═══ Text excerpt ═══

GET Transit (Greeley-Evans Transit)
- Headquarters: 101 11th Avenue, Greeley, CO 80631
- Locale: Greeley, Colorado
- Service area: Greeley, Colorado, Evans, Colorado
- Service type: Public Transportation
- Routes: 8
- Fuel type: Diesel & CNG
- Website: greeleyevanstransit.com

= Greeley-Evans Transit =

Transit Agency in The Greeley, Colorado-area

Greeley-Evans Transit, known by the moniker of GET, is the public transportation agency that primarily serves the cities of Greeley, Evans and Garden City. Six local routes are provided from Monday to Saturday, with dial-a-ride available on Sundays and after fixed route service ends. The Boomerang, the free campus shuttle for the University of Northern Colorado is also operated by the agency. Over the past few years the bus system has made significant improvements which have included increased frequencies, increased hours and new routes. In addition to this, new technology has been added to make it easier to ride the bus system such as RouteShout and GETrax which can be found on the website. On January 2, 2020, a regional service called the Poudre Express started service between Greeley and Fort Collins via Windsor.

═══

Job 1: Repeat the listing exactly, everything from its first line down to the line containing "box: [990, 346, 1955, 1568]", including both.

═══ Supplied material ═══

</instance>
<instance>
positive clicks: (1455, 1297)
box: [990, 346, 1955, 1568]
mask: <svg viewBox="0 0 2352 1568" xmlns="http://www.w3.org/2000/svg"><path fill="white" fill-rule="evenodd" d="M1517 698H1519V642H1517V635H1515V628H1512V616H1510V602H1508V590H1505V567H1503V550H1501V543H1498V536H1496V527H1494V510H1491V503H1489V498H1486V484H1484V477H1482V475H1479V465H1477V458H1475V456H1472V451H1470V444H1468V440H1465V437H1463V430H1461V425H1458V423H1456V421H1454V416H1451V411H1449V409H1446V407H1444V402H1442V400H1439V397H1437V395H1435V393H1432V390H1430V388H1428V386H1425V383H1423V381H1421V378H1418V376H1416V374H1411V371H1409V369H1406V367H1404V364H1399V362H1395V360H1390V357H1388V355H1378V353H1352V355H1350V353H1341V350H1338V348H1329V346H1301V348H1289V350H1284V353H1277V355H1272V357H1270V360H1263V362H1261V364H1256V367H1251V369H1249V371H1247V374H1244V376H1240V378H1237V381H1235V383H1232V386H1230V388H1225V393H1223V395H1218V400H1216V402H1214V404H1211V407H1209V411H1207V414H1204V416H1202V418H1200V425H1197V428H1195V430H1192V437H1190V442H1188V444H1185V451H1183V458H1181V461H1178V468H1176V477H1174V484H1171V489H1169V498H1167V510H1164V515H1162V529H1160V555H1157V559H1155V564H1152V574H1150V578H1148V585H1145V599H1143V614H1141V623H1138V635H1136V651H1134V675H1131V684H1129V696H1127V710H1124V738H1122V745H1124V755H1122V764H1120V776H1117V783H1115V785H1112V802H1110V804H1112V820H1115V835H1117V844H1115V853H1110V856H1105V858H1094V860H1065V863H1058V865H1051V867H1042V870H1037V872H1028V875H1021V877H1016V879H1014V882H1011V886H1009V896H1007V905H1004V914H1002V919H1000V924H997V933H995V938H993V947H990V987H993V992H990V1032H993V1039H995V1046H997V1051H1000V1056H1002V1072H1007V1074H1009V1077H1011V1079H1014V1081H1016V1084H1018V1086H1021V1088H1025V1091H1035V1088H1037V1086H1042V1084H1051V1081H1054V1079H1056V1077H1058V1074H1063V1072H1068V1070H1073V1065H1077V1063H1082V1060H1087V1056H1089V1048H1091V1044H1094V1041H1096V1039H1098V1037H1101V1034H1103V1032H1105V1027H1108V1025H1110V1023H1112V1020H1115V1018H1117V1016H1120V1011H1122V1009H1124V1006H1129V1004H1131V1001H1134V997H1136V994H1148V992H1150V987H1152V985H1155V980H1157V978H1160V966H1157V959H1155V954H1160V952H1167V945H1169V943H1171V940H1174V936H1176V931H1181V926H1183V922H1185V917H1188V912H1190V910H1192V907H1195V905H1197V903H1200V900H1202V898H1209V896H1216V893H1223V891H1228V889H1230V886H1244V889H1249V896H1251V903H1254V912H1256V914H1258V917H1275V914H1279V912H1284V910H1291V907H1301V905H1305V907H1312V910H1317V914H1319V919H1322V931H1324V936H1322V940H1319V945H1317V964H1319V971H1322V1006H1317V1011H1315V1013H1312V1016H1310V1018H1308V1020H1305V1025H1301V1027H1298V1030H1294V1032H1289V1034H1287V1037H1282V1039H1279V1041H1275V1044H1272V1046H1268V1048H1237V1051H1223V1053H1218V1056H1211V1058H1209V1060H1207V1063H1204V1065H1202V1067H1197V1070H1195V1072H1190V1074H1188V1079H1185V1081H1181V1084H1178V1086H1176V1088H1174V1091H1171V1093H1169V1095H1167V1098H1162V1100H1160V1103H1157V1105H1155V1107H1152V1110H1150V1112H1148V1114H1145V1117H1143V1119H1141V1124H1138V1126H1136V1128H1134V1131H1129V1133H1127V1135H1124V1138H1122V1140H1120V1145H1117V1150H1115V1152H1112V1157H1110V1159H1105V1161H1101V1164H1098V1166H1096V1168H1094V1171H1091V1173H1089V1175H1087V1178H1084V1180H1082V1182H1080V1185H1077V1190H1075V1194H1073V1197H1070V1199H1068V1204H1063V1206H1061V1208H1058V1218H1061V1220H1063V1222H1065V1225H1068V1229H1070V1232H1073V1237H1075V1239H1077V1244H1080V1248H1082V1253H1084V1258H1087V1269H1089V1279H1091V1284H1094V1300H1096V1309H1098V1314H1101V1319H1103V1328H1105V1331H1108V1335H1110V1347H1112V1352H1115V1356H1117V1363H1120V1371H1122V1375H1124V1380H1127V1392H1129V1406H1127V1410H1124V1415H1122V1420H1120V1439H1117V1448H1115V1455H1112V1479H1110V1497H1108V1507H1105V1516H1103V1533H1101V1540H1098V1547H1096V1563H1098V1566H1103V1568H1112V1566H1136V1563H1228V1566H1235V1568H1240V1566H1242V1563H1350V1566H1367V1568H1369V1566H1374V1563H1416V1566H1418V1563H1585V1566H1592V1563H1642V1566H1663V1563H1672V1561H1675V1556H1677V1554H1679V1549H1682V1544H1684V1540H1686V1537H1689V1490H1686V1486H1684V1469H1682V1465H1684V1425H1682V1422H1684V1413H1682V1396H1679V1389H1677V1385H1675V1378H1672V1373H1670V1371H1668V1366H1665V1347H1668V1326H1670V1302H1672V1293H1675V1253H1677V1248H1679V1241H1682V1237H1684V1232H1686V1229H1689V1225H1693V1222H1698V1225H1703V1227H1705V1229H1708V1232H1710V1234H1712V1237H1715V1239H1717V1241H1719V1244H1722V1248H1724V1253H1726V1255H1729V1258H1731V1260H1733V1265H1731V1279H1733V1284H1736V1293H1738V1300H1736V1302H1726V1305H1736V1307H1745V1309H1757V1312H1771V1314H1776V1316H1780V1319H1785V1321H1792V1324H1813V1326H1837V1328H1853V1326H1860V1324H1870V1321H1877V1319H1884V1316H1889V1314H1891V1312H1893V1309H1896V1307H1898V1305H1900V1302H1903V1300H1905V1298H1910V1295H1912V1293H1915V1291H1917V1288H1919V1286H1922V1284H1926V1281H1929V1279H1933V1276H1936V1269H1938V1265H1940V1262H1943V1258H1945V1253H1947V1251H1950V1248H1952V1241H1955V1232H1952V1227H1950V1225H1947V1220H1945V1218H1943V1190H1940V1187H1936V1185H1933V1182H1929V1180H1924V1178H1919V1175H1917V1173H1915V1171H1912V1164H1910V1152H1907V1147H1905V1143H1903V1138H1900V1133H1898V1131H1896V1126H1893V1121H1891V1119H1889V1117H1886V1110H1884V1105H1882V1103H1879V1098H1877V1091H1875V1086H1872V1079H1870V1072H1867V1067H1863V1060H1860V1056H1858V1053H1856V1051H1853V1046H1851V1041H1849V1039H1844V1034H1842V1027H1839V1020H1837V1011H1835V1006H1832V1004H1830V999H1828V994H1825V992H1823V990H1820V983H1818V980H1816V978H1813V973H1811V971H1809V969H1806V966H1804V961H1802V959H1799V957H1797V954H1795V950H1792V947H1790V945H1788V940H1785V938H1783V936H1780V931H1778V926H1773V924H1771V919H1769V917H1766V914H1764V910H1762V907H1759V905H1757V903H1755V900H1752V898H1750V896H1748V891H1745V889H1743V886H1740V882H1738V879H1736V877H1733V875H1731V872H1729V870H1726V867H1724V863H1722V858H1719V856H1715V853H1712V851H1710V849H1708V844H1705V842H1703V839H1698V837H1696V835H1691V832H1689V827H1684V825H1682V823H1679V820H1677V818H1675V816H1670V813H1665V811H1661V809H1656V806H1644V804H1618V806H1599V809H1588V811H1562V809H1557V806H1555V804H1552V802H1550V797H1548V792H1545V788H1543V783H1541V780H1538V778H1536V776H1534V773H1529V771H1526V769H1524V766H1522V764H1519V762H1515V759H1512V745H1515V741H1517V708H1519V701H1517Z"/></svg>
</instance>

═══

Job 2: In the Greeley-Evans Transit text, transcribe everything from "Greeley-Evans Transit, known" down to "Collins via Windsor." exactly.

Reply 1:
</instance>
<instance>
positive clicks: (1455, 1297)
box: [990, 346, 1955, 1568]

Reply 2:
Greeley-Evans Transit, known by the moniker of GET, is the public transportation agency that primarily serves the cities of Greeley, Evans and Garden City. Six local routes are provided from Monday to Saturday, with dial-a-ride available on Sundays and after fixed route service ends. The Boomerang, the free campus shuttle for the University of Northern Colorado is also operated by the agency. Over the past few years the bus system has made significant improvements which have included increased frequencies, increased hours and new routes. In addition to this, new technology has been added to make it easier to ride the bus system such as RouteShout and GETrax which can be found on the website. On January 2, 2020, a regional service called the Poudre Express started service between Greeley and Fort Collins via Windsor.